### Directions
1. From the weekly retrospective below, list every named project or title it mentions, leaving out the programming language.
2. Copy word for word the part of the weekly retrospective between "I also had a" and "Weekend in Go.", inclusive.

### Text for analysis
2023 Week 03in retro
Wow this week just flew by! It's a short week, therefore we got an extra day to organize home. We also took a couple of tours to day cares next by, and only found that one school has a wait list to 2024 already. It's definitely a lot harder to find a day care than we thought!
I also had a productive week at work. At the end of the week, we have a draft implementation plan for the project that everyone seems to be happy with. The only thing I didn't manage to do is the annual performance review, which I imagine will be the only thing I will be doing next Monday.
My side projects are apparently not making any progress this week. And honestly at this point, I forget 90% about what I was working on. The good thing is that I started this weekly journal so I am able to find some clues. The bad thing is that I am not sure if I will be able to pick them all up where I left off.
Given the amount I have at hand, and consider the fact that I would even have less time in a month, the only solution is only work on one thing at a time. With that in mind, I will continue goraytracing to implement Ray Tracing in One Weekend in Go.
I have a bad habit of building huge and impossible backlog, therefore this time I will follow this rule: only two items in a backlog. With that, the next project I want to pick up is Practical Deep Learning. And I will keep the final slot open for now, and I really should use it when I am committed to a project.
The economics of non-competes makes a good point that non-competes are not always bad, and is a good reminder that a change in interconnections of a complex system can lead to unexpected results.
In the absence of non-compete agreements, firms would be more likely to “silo” information — becoming less efficient and less able to pay higher wages.

### Record excerpts
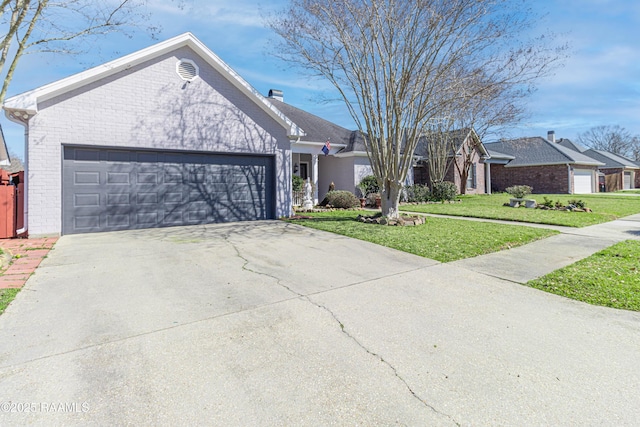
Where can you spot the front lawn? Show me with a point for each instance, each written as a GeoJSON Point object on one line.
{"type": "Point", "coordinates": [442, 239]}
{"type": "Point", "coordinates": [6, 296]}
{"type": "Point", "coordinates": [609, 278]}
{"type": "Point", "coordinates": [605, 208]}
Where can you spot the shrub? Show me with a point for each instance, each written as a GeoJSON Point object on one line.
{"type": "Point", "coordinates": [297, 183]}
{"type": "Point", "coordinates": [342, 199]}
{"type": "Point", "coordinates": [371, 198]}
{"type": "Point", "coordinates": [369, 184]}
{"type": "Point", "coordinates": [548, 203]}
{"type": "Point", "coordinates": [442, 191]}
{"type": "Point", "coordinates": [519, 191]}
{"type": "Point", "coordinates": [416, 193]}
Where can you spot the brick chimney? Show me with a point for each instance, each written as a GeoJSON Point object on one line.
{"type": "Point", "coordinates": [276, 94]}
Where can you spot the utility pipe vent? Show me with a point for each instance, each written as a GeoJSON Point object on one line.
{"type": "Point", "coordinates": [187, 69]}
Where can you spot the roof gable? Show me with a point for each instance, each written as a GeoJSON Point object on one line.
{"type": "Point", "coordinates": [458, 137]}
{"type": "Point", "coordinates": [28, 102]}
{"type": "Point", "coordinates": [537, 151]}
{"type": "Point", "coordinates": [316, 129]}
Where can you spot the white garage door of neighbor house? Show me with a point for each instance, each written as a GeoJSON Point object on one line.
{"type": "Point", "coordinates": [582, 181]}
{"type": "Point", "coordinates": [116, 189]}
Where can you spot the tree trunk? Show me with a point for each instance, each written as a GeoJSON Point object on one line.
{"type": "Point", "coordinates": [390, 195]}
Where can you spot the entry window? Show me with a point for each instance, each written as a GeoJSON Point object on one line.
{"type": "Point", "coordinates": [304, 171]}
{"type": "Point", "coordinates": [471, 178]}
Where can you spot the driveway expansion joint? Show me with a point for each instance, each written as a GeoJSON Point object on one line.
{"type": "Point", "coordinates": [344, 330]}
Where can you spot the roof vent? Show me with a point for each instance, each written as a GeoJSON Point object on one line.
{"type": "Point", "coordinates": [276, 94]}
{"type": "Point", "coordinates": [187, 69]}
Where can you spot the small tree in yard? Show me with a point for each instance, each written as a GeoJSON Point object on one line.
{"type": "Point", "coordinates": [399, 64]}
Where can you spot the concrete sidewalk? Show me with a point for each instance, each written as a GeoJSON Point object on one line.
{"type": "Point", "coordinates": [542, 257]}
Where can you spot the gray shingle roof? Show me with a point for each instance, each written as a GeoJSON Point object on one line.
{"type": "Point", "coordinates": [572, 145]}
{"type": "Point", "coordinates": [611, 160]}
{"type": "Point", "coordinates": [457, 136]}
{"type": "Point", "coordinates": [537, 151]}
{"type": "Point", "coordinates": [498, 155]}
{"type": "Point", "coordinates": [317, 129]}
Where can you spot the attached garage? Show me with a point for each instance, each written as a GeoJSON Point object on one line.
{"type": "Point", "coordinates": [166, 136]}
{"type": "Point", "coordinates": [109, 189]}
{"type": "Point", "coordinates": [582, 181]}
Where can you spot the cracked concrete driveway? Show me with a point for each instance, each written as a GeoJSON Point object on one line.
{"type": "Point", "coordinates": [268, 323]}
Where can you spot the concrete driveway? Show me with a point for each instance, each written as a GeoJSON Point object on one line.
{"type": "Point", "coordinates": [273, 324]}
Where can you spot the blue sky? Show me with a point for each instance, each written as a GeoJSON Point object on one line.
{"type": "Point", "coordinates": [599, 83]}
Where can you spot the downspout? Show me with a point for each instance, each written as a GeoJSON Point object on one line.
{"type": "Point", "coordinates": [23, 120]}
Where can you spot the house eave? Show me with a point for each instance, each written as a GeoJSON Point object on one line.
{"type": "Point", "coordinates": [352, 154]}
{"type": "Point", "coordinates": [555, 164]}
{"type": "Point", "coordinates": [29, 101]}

--

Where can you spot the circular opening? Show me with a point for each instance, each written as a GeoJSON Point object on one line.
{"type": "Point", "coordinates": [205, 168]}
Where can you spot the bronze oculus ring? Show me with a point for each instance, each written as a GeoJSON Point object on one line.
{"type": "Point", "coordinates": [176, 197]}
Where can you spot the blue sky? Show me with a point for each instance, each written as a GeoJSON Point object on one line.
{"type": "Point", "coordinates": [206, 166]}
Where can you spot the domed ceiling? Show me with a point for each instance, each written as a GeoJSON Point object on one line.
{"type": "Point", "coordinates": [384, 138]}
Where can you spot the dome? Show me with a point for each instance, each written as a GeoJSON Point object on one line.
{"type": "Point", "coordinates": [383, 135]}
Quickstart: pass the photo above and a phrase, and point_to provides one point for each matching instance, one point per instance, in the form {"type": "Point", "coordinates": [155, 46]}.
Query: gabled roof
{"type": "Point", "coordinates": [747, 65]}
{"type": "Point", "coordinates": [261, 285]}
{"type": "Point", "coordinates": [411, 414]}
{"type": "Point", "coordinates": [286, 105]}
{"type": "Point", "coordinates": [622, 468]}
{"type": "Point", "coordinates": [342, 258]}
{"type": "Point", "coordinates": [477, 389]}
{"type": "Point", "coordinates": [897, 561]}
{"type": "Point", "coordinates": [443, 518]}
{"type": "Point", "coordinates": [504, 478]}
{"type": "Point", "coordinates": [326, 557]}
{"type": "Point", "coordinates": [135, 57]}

---

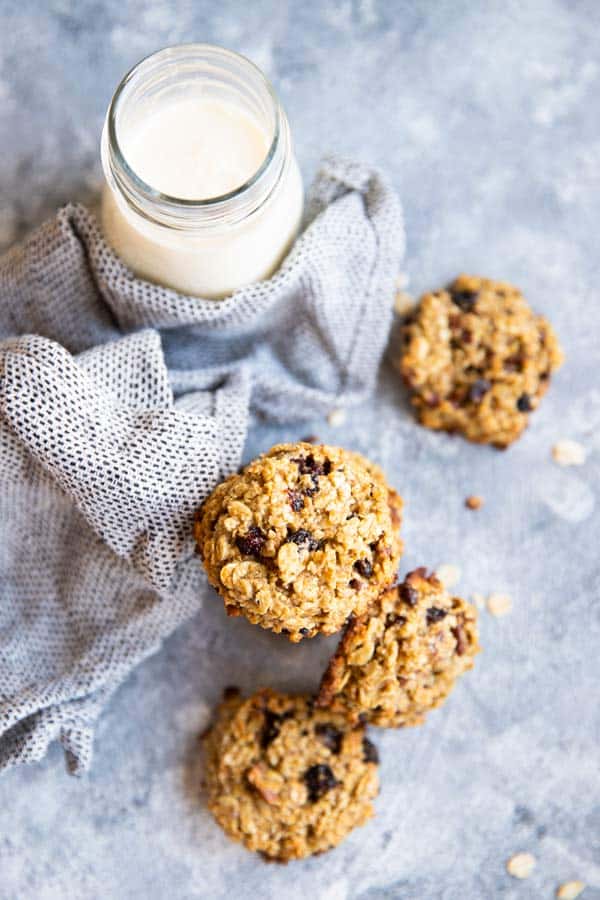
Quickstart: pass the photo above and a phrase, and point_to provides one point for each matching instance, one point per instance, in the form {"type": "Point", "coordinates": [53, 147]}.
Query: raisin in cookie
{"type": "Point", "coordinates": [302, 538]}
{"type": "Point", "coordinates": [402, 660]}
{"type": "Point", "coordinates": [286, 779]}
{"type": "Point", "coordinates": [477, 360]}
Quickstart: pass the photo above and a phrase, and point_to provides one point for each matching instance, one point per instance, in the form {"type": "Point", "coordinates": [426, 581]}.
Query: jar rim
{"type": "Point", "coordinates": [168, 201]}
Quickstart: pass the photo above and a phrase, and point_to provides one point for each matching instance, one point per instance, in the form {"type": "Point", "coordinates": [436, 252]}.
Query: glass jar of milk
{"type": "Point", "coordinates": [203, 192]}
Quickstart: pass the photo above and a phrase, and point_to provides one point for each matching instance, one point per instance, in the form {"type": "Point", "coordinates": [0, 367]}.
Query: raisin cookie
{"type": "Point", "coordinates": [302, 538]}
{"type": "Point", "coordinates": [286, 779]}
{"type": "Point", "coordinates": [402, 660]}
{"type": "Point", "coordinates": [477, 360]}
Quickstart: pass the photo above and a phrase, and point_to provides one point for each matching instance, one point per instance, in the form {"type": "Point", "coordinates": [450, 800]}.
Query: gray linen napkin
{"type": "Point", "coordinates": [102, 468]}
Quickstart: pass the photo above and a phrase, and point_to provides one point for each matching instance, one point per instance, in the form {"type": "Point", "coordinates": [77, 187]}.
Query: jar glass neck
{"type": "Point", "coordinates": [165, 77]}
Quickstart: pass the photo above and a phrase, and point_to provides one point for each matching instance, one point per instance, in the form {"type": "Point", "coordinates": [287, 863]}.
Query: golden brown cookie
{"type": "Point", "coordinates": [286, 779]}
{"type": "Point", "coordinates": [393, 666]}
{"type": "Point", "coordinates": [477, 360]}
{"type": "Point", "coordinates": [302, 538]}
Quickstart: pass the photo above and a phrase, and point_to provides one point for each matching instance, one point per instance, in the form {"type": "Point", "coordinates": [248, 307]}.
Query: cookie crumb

### Task-by-task solutions
1.
- goraytracing
- Ray Tracing in One Weekend
- Practical Deep Learning
- The economics of non-competes

2.
I also had a productive week at work. At the end of the week, we have a draft implementation plan for the project that everyone seems to be happy with. The only thing I didn't manage to do is the annual performance review, which I imagine will be the only thing I will be doing next Monday.
My side projects are apparently not making any progress this week. And honestly at this point, I forget 90% about what I was working on. The good thing is that I started this weekly journal so I am able to find some clues. The bad thing is that I am not sure if I will be able to pick them all up where I left off.
Given the amount I have at hand, and consider the fact that I would even have less time in a month, the only solution is only work on one thing at a time. With that in mind, I will continue goraytracing to implement Ray Tracing in One Weekend in Go.